### [Directions]
From the news report below on Ontario's fall preparedness plan, set down everything from "Ontario Liberal Leader" down to "CTV News Toronto.", word for word.

TORONTO -- Ontario is set to release a "comprehensive fall preparedness plan" in the coming weeks, CTV News Toronto has learned, as the province experiences a new wave of COVID-19 case numbers.

Government sources told CTV News Toronto the province is preparing a strategy to deal with a surge of COVID-19 cases, the seasonal flu and the backlog of surgeries and expecting to unveil the plan once the details have been finalized.

The strategy would include the largest flu vaccination campaign in Ontario's history, as well as funding for hospital capacity, funding to address the surgery backlog and strengthening the protections around long-term care homes.

Ontario Liberal Leader Del Duca said the plan should include expanded sick leave for workers, guaranteed access to full-funded personal protective equipment for residents, patients and workers in long-term care homes and hospitals, and the elimination of wait times for COVID-19 testing.

The party is also considering a private members bill that would create "non-essential, inter-provincial travel restrictions" effectively putting a protective bubble around Ontario -- similar to the Atlantic bubble.

"This option needs to be on the table ... if its needed," Del Duca told CTV News Toronto.

Government sources said the idea of a provincial bubble isn't under consideration but could be discussed among provincial health officials at a later date if needed.

Premier Doug Ford repeatedly stressed this week that Ontario is not "even close" to experiencing the rise in per capita cases that has triggered new restrictions in British Columbia and rejected the idea of reinstating a widespread lockdown.

"It's unacceptable," Ford said at a news conference on Wednesday. "I wouldn't close the whole province when over 16 regions don't have a single case."

While the number of new cases has been on the rise in September, there has not been an increase rise in hospitalizations or deaths.

On Sept. 10, the province listed 54 people in hospital, 14 of whom were in an intensive case unit and nine required a ventilator.

On the same day, the province experienced a single COVID-19 death, down from the peak of roughly 60 deaths per day in May.

### [Given entries]
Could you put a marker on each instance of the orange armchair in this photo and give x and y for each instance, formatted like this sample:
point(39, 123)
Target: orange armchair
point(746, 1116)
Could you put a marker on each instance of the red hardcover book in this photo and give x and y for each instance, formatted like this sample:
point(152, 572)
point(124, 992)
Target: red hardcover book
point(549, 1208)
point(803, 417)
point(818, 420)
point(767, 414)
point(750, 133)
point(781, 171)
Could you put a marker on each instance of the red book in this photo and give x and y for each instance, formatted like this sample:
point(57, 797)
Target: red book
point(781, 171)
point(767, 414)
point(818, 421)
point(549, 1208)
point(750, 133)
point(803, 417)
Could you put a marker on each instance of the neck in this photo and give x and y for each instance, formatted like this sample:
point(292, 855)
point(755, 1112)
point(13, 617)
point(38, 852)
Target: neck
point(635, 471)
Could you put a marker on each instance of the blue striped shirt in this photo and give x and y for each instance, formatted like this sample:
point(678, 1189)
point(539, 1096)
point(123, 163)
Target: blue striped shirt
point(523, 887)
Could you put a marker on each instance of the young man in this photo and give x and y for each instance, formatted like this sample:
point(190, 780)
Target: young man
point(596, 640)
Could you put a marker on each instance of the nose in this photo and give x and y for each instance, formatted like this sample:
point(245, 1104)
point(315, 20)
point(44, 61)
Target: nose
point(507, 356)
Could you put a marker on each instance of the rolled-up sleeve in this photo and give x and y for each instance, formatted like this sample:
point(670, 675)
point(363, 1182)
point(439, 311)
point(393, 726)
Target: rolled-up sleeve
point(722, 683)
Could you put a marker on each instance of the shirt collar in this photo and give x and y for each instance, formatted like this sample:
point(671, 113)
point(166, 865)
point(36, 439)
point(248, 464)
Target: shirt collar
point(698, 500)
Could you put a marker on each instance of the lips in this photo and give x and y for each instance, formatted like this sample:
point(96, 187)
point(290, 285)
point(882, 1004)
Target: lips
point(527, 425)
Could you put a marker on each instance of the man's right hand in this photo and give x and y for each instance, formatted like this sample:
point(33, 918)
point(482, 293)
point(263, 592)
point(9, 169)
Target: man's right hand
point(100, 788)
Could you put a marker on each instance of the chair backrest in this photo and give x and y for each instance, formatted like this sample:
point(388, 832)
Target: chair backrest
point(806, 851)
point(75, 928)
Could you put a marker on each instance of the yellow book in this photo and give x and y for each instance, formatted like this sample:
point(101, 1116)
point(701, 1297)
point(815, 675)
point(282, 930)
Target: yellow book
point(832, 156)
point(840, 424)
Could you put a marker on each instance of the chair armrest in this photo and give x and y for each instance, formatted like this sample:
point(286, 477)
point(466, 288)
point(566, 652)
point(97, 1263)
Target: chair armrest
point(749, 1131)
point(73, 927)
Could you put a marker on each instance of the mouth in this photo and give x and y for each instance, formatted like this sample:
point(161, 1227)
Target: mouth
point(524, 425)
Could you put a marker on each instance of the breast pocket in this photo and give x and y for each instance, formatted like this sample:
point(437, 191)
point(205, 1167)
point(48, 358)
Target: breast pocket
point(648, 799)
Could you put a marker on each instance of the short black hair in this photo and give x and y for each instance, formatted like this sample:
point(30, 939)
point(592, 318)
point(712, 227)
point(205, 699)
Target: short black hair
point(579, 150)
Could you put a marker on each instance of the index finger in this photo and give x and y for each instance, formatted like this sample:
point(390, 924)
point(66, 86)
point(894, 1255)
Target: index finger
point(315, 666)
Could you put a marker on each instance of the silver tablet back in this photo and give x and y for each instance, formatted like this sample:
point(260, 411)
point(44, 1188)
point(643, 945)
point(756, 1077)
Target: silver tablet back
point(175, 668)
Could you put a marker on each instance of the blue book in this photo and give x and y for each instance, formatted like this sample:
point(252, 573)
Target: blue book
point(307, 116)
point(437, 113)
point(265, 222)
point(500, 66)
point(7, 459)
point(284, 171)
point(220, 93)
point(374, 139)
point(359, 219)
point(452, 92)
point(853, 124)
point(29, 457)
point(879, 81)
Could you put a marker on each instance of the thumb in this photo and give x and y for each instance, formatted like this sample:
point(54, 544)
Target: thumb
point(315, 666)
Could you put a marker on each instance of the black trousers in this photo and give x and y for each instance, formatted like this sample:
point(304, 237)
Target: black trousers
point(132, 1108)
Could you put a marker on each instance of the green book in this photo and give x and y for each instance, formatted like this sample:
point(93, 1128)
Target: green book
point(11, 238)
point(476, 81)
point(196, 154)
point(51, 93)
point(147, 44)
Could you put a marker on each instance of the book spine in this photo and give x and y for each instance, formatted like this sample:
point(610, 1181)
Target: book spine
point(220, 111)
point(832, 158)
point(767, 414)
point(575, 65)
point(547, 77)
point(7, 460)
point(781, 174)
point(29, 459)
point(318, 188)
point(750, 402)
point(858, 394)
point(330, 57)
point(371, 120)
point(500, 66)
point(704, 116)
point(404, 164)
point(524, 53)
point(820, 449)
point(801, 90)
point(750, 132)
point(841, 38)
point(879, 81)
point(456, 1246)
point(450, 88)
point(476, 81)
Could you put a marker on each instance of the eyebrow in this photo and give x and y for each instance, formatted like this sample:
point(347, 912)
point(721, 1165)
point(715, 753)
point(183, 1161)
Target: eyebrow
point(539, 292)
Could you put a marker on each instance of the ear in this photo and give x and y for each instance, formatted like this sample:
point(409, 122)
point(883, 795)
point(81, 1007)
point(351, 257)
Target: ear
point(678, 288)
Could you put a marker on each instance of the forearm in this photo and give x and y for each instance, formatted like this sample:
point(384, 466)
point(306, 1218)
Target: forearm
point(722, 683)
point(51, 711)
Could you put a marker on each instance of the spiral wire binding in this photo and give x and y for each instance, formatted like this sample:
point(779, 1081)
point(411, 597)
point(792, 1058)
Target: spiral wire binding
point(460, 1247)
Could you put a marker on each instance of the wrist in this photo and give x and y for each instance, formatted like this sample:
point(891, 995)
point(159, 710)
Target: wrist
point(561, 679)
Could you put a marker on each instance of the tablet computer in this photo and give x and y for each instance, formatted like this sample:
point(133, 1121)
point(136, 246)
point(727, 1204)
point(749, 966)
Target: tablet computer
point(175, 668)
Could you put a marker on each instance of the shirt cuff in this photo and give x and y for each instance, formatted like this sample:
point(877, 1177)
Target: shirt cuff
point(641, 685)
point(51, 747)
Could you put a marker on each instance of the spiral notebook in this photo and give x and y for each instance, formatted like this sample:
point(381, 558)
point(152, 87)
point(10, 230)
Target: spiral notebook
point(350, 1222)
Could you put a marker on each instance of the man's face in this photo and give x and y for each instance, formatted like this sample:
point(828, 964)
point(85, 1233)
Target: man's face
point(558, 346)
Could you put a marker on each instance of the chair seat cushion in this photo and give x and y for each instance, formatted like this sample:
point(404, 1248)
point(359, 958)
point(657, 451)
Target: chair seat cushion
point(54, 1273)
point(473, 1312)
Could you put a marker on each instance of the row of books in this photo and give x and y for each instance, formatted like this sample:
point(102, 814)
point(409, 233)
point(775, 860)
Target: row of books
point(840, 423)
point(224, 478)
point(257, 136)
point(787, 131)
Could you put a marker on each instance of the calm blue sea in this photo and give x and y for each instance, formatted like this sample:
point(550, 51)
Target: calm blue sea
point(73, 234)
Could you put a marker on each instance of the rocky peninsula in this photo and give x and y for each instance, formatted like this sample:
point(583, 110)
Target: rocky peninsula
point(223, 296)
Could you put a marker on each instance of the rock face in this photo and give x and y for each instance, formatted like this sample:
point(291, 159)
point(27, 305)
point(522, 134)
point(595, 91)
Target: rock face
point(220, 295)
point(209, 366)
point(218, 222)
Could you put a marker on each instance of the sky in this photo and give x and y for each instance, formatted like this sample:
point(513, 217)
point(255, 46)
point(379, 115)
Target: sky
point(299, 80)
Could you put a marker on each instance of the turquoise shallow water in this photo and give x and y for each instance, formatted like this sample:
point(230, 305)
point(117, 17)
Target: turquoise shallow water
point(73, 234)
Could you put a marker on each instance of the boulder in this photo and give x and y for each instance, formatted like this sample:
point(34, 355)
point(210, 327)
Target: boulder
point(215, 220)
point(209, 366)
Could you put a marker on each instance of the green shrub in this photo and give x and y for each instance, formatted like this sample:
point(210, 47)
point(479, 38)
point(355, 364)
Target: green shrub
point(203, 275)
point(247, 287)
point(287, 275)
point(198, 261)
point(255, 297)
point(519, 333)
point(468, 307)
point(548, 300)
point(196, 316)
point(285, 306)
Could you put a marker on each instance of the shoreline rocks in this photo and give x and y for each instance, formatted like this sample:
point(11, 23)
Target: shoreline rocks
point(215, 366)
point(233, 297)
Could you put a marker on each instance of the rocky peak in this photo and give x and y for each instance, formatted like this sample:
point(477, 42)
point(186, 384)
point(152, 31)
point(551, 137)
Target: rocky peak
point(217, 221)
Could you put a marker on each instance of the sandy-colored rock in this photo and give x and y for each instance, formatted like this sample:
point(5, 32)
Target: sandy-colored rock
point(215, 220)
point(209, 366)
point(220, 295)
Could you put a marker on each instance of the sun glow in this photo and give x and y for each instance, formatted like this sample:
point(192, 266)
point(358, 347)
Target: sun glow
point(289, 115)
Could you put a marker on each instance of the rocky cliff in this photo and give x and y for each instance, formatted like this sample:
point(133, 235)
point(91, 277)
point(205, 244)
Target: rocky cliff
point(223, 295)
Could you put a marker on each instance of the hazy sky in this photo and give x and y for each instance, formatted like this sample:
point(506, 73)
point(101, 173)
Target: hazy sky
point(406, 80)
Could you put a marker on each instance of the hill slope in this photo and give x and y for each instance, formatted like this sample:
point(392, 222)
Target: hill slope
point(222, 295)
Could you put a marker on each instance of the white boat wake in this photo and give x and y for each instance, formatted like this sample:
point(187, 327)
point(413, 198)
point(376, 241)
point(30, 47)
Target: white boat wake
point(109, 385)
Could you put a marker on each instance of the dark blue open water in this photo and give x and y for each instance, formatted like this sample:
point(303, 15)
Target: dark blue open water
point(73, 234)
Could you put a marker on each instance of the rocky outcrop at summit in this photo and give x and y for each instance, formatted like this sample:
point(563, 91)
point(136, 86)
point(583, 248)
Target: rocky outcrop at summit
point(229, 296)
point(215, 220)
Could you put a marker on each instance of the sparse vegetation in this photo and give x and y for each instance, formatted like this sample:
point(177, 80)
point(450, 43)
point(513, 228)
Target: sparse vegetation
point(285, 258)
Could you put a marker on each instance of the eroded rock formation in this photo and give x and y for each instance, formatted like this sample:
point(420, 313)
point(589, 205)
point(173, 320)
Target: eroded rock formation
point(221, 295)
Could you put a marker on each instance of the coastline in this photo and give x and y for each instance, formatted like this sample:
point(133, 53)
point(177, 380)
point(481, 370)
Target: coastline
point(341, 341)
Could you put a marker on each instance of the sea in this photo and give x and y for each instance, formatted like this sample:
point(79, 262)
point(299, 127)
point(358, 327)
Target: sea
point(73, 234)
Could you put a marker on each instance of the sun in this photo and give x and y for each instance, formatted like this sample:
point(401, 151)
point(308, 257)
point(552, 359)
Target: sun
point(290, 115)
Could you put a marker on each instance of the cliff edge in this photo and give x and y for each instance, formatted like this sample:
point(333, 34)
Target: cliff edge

### [Answer to this exercise]
Ontario Liberal Leader Del Duca said the plan should include expanded sick leave for workers, guaranteed access to full-funded personal protective equipment for residents, patients and workers in long-term care homes and hospitals, and the elimination of wait times for COVID-19 testing.

The party is also considering a private members bill that would create "non-essential, inter-provincial travel restrictions" effectively putting a protective bubble around Ontario -- similar to the Atlantic bubble.

"This option needs to be on the table ... if its needed," Del Duca told CTV News Toronto.